▶ _EXERCISE REQUIREMENTS_
Copy the line containing "the canopy roof over tractor", then all lines after it up to and including the final line of the material, exactly and without additions.

[START OF DATA RECORDS]

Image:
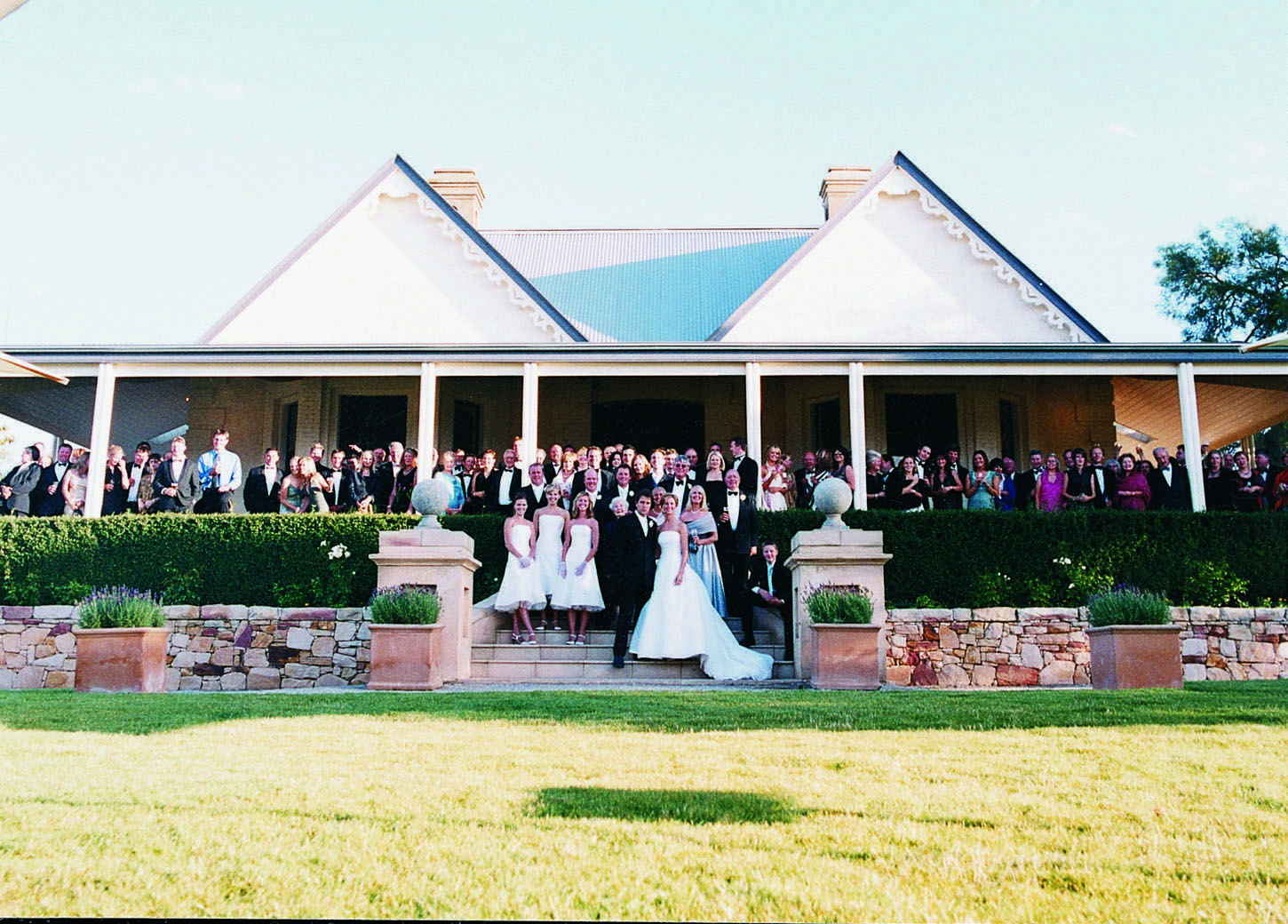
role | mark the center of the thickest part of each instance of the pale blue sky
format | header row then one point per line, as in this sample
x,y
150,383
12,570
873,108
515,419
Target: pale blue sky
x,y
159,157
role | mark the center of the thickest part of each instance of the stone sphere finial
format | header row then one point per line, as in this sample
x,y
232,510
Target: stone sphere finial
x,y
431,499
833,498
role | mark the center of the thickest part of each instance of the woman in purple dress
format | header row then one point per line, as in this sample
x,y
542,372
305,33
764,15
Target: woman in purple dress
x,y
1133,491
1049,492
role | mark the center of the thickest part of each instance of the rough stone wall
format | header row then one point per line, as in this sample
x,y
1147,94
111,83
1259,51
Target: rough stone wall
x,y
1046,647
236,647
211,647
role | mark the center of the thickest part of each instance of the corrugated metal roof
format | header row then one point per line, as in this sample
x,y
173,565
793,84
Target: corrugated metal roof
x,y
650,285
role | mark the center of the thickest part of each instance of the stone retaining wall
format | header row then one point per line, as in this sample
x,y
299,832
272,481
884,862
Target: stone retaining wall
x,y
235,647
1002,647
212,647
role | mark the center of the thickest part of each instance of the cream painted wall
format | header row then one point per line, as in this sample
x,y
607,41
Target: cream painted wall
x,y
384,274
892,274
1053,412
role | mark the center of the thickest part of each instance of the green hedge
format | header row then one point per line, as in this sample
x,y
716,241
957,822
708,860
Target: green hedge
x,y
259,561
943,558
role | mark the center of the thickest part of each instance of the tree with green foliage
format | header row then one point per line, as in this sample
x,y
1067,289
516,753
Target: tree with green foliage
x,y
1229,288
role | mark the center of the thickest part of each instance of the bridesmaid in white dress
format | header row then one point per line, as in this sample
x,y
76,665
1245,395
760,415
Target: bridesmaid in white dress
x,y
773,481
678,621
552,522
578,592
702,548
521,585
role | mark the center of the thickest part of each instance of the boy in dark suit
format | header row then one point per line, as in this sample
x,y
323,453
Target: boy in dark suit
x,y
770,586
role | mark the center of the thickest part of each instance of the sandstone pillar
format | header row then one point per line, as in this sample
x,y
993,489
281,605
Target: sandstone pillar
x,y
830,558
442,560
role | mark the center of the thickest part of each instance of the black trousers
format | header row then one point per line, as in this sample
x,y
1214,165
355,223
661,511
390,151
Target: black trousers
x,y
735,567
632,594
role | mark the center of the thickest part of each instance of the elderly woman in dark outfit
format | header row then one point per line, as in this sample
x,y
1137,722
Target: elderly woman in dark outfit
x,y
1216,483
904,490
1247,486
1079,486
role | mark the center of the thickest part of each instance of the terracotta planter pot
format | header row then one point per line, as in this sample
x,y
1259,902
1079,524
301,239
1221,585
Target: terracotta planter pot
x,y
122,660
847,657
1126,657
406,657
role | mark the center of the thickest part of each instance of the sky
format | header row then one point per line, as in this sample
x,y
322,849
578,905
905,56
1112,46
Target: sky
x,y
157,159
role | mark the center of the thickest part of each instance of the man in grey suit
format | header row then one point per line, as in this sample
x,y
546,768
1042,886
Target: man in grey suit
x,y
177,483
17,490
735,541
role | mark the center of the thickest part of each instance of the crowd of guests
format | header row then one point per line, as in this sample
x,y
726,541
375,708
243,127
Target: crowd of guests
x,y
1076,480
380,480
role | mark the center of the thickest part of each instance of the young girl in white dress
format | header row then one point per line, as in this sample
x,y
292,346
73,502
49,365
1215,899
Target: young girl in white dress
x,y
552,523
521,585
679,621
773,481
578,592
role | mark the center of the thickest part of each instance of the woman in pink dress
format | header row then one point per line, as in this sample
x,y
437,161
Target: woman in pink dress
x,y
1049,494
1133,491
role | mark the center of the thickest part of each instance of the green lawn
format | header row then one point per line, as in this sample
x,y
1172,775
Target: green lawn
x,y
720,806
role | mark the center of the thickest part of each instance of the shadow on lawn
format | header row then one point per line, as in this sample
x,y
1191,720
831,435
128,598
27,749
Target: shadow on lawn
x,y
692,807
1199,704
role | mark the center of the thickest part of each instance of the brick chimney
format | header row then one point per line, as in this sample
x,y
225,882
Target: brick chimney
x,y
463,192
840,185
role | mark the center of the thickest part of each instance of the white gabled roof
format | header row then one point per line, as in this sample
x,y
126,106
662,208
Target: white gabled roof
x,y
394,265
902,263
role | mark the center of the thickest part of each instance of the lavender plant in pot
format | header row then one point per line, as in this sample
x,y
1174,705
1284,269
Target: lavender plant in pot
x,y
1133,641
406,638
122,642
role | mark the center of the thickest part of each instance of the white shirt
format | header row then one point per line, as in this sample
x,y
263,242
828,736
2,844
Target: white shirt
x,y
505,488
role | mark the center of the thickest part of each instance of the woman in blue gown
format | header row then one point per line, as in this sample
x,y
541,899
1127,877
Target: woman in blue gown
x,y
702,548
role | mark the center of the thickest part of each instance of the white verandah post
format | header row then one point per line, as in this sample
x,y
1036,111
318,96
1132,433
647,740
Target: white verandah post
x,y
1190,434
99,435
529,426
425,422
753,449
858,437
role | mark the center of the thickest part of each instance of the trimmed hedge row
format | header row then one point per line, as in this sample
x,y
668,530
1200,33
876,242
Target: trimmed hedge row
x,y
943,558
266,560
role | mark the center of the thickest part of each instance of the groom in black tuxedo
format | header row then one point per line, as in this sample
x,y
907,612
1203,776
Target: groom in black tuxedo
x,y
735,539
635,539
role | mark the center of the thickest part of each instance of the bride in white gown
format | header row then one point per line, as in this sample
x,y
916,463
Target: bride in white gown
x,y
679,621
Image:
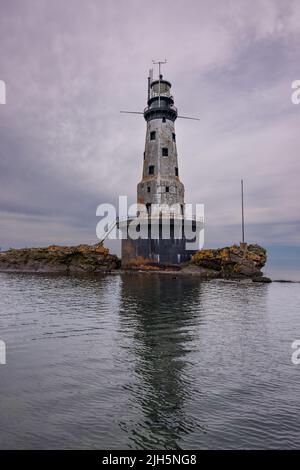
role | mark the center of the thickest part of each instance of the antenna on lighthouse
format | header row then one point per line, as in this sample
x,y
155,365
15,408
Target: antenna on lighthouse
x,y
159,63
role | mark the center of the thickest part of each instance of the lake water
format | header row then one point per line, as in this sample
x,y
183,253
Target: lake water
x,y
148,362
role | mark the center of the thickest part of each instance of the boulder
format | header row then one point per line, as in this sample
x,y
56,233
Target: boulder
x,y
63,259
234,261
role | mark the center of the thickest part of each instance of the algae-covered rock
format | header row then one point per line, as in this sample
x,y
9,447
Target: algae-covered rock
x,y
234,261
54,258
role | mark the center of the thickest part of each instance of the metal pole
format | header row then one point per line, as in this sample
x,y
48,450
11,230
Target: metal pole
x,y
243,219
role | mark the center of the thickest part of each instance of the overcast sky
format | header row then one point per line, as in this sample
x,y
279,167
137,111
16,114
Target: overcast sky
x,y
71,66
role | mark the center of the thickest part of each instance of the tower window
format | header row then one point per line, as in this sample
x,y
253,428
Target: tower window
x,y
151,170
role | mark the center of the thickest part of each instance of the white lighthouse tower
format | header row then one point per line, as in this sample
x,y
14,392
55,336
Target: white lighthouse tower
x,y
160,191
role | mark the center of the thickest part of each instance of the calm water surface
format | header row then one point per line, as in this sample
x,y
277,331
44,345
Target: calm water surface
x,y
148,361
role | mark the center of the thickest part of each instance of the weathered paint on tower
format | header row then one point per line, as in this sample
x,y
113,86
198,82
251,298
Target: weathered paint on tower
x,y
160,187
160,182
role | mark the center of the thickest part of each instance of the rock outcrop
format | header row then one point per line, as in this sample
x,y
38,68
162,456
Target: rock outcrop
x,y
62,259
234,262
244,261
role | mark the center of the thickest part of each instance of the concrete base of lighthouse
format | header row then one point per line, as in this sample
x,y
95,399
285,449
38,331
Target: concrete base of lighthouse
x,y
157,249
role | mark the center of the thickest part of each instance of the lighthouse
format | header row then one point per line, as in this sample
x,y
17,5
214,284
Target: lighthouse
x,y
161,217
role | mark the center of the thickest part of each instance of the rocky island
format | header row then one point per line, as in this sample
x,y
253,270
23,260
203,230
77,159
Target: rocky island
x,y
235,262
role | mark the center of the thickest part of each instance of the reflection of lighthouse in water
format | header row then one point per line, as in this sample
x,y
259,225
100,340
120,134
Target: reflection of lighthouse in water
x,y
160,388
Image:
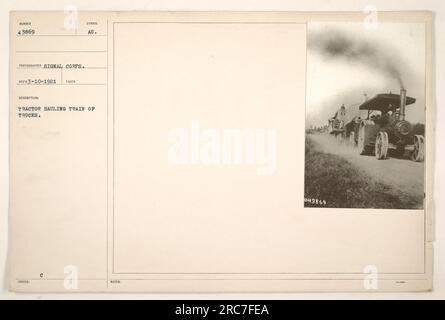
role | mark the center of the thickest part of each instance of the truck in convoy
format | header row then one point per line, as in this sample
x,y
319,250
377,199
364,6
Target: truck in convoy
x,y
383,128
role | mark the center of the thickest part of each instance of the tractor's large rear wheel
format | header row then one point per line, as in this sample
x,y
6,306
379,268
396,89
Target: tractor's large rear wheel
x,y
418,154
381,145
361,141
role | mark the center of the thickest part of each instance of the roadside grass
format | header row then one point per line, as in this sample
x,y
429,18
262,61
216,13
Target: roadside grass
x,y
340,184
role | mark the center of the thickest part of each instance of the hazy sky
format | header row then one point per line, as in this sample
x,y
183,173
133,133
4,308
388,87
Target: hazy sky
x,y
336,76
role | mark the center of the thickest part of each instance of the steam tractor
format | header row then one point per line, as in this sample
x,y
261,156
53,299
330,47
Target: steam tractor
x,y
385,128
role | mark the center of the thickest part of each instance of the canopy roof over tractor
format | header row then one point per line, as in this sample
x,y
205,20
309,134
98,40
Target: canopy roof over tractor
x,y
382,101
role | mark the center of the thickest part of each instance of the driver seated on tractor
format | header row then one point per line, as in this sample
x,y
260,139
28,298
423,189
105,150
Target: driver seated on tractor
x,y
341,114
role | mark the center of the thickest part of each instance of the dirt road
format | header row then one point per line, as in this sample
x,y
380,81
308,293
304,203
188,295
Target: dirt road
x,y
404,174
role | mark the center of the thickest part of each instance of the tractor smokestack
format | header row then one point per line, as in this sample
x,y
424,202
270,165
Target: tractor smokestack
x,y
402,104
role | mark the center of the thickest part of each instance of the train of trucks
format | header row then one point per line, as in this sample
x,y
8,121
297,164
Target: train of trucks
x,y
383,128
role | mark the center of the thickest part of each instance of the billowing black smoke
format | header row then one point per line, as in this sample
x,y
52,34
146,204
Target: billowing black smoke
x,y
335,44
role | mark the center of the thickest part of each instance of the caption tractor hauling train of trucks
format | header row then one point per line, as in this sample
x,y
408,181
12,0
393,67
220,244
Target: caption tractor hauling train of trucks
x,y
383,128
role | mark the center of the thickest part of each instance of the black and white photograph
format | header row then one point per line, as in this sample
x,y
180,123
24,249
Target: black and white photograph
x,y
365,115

[END OF DATA RECORDS]

▶ _SOLUTION FOR THIS TASK_
role | mark the center of the thickest part of each instance of the canopy roof over tractor
format | header row then one point per line, as in this sample
x,y
205,20
309,134
98,40
Target: canopy roof over tractor
x,y
382,101
role | mark the center of the thickest part of each instance of the driver seated on tractor
format | header row then one point per line, as in this sample
x,y
260,139
28,298
423,189
105,150
Target: driver seated on tractor
x,y
341,114
role | mark the center of the thickest part of each instance of the dirt road
format | header row then one point per line, as in this sample
x,y
380,81
308,293
304,203
188,295
Target: dirt road
x,y
404,174
role | mark the center of the thickest part of each instance of the tractor smokestack
format | header row then one point per line, as in this sample
x,y
424,202
270,165
Target: tractor smokestack
x,y
402,104
role | mark the center of the thickest part of each instance of the train of trucks
format | header row then one point per line, as in this sample
x,y
8,121
297,164
Target: train of trucks
x,y
383,128
role | mark the center of the thickest part of each instance of the billowing black smoke
format | header row then one point per line, as in this sample
x,y
52,34
146,204
Target: billowing black smoke
x,y
335,44
role | mark the center of the thickest part of each instance of the caption tractor hauling train of trucks
format | header row then one point per line, as in this sample
x,y
408,181
12,0
393,67
220,244
Target: caption tractor hauling train of trucks
x,y
383,128
role | mark the center of the thickest part of each instance of the black and white photograph
format | header row then one point per line, as in this sample
x,y
180,123
24,249
Target: black and white photograph
x,y
365,115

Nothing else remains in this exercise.